● **Stated goal**: Rewrite the records from the line containing "leaning tree trunk in the image above." through the end, substituting "partly hidden" for "partially occluded" and changing nothing else. Give only those lines.

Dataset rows
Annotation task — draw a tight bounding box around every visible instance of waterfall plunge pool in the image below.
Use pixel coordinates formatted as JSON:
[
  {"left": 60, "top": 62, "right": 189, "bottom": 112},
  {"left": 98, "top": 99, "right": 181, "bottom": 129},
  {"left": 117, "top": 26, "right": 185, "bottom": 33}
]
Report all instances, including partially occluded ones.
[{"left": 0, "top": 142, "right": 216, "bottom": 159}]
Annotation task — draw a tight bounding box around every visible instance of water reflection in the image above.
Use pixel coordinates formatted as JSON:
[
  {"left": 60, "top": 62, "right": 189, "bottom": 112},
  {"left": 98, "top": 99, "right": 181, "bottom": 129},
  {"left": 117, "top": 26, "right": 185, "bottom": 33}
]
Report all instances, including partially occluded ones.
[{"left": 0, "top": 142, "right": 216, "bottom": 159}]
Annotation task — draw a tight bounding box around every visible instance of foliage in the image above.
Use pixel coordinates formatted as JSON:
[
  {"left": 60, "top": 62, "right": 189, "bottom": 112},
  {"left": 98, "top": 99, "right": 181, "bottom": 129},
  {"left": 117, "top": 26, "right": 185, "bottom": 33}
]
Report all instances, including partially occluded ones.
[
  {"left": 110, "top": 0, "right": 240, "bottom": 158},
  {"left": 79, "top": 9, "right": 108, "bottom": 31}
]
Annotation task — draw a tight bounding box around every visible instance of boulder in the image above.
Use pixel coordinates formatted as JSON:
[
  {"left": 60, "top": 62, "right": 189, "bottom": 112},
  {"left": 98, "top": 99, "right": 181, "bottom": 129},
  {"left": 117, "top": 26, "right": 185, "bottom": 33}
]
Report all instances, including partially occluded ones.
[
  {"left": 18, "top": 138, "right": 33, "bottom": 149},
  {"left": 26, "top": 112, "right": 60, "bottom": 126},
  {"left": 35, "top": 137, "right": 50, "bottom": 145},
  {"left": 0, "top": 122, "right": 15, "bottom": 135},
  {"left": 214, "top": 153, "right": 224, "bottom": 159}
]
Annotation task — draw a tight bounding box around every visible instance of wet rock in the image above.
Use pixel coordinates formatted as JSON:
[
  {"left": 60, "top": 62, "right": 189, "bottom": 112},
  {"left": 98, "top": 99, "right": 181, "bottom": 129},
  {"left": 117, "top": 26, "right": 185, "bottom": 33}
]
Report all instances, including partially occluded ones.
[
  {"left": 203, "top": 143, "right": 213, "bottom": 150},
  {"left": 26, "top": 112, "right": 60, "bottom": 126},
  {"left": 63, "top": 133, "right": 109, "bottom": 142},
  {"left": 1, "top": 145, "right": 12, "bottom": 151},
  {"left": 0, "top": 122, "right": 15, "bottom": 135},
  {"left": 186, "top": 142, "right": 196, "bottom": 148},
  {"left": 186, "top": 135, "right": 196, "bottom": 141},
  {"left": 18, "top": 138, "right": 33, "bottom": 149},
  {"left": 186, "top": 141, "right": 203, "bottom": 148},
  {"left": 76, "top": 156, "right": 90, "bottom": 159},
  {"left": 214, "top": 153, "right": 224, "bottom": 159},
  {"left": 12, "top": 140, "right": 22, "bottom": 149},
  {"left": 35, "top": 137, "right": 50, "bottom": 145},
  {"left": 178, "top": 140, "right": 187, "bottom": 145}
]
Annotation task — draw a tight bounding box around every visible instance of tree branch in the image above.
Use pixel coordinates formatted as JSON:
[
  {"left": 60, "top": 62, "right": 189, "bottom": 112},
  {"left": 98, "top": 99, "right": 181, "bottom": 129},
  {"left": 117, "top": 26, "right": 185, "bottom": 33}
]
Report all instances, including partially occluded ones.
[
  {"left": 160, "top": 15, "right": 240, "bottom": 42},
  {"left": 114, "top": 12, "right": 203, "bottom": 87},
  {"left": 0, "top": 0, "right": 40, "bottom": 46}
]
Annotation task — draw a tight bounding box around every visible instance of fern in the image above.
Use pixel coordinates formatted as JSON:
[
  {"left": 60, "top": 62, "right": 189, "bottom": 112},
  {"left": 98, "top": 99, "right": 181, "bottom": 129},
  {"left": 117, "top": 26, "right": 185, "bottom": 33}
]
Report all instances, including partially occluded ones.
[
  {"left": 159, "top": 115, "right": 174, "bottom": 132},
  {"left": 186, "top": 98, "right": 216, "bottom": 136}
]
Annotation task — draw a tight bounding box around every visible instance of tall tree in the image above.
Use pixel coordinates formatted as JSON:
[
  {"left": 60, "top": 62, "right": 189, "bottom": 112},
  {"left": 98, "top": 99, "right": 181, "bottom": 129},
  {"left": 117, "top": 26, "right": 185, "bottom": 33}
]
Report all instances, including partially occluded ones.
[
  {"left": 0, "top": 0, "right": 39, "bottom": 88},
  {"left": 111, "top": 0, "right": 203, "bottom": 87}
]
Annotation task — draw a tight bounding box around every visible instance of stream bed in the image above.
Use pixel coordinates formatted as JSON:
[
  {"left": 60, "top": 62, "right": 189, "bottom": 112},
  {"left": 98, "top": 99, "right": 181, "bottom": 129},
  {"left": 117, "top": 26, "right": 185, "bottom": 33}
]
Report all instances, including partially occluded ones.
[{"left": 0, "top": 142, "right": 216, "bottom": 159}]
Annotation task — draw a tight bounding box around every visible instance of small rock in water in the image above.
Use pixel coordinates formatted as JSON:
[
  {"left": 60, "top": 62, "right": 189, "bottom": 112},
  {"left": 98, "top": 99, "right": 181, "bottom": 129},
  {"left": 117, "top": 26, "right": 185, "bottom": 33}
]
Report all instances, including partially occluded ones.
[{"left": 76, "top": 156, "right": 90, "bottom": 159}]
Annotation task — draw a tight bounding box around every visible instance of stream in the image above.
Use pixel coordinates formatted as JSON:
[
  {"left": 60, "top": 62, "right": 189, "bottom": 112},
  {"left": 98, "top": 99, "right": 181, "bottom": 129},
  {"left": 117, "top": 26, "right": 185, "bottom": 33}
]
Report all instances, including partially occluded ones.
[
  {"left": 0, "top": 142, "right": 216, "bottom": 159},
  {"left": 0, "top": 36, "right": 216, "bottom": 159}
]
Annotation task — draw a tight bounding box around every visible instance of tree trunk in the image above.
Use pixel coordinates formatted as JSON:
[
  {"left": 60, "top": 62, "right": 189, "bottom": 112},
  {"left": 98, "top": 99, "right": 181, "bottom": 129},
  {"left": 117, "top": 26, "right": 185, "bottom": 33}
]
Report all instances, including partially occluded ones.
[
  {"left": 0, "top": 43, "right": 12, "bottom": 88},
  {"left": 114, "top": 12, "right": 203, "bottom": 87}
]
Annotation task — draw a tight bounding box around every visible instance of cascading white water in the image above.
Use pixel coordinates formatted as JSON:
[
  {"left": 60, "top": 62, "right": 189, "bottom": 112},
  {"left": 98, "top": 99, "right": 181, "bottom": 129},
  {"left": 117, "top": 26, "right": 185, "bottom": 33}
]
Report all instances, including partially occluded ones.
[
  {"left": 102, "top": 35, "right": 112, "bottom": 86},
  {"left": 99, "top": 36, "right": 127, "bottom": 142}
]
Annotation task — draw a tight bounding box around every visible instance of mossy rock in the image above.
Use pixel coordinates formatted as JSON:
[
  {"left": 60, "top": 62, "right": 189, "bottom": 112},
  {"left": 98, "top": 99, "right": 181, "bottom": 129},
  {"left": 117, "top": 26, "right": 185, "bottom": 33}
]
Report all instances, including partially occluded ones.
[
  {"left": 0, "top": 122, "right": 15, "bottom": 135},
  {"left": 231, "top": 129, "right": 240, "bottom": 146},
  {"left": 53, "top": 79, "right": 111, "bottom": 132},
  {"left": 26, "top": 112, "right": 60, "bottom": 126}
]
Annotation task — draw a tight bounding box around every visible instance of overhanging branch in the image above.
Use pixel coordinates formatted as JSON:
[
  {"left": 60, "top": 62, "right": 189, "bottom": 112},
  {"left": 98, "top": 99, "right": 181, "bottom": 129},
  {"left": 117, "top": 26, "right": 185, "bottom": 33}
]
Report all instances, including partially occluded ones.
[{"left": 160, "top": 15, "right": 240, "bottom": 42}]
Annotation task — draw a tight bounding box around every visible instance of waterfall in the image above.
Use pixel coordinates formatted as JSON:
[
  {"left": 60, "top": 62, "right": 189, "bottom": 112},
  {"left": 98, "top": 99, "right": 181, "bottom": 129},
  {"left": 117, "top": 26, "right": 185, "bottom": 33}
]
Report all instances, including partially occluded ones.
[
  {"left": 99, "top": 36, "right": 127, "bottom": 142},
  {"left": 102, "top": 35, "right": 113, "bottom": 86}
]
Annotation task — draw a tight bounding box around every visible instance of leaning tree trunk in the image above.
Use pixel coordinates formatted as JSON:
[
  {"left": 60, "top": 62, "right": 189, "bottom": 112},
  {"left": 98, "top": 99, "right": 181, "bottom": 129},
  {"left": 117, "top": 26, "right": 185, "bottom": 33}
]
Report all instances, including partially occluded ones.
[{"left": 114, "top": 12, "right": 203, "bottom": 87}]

● **The response**:
Annotation task — draw a tight bounding box around every visible instance of leaning tree trunk in the image above.
Use pixel coordinates formatted as JSON:
[
  {"left": 60, "top": 62, "right": 189, "bottom": 112},
  {"left": 98, "top": 99, "right": 181, "bottom": 129},
  {"left": 117, "top": 26, "right": 185, "bottom": 33}
]
Report all instances, including partly hidden ones.
[{"left": 114, "top": 12, "right": 203, "bottom": 87}]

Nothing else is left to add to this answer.